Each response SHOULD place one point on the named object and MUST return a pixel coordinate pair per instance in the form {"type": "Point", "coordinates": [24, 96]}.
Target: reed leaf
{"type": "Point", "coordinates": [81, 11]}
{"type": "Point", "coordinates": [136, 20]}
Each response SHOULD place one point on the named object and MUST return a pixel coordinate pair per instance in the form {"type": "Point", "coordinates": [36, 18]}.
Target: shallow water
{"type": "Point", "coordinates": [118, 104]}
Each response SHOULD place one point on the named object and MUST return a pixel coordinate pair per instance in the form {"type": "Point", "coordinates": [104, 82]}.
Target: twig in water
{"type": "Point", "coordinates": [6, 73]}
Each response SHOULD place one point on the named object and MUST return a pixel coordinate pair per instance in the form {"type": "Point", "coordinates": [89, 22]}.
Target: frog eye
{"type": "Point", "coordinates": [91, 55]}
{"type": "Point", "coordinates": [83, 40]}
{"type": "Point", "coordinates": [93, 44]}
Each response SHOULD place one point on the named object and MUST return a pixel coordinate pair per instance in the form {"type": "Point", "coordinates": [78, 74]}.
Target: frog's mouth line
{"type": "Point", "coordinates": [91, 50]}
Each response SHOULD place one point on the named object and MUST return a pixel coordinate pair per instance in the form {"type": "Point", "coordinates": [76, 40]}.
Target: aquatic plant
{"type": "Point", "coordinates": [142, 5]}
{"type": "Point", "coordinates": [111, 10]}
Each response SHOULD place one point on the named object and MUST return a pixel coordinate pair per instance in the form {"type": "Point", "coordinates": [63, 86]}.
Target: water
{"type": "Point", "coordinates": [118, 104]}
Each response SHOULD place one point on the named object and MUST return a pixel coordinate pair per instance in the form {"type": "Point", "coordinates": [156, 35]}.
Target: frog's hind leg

++++

◆ **STATED TASK**: Copy out all the records again, putting "labeled object" in place of "named object" every time it appears and leaving everything else the same.

◆ **RESULT FOR THIS EXERCISE**:
Each response SHOULD place one point on the labeled object and MUST return a pixel coordinate pair per instance in the form {"type": "Point", "coordinates": [24, 96]}.
Target: reed leaf
{"type": "Point", "coordinates": [81, 11]}
{"type": "Point", "coordinates": [136, 20]}
Each response SHOULD place one point on the labeled object and MUST return a pixel coordinate pair per instance in the form {"type": "Point", "coordinates": [36, 18]}.
Target: shallow water
{"type": "Point", "coordinates": [118, 104]}
Each response SHOULD place one point on the labeled object and MUST return a pixel coordinate pair per instance in the form {"type": "Point", "coordinates": [104, 82]}.
Target: twig in water
{"type": "Point", "coordinates": [6, 73]}
Each response SHOULD place one point on the labeled object and MUST return a pixel coordinate pair per instance in the form {"type": "Point", "coordinates": [89, 22]}.
Target: frog eye
{"type": "Point", "coordinates": [91, 55]}
{"type": "Point", "coordinates": [83, 40]}
{"type": "Point", "coordinates": [93, 44]}
Each response SHOULD place one point on the labeled object and MUST return a pixel coordinate pair per instance in the form {"type": "Point", "coordinates": [78, 74]}.
Target: frog's mouth line
{"type": "Point", "coordinates": [91, 50]}
Each response SHOULD place one point on the labeled object and MUST return a pixel coordinate pair per instance in the form {"type": "Point", "coordinates": [76, 40]}.
Target: aquatic plant
{"type": "Point", "coordinates": [142, 5]}
{"type": "Point", "coordinates": [111, 10]}
Each response SHOULD place one point on the labeled object and MUST return a pixel coordinate pair per instance in the form {"type": "Point", "coordinates": [63, 86]}.
Target: water
{"type": "Point", "coordinates": [118, 104]}
Each response SHOULD place one point on the labeled object and MUST return a pixel coordinate pair per instance in the form {"type": "Point", "coordinates": [156, 35]}.
Target: frog's hind leg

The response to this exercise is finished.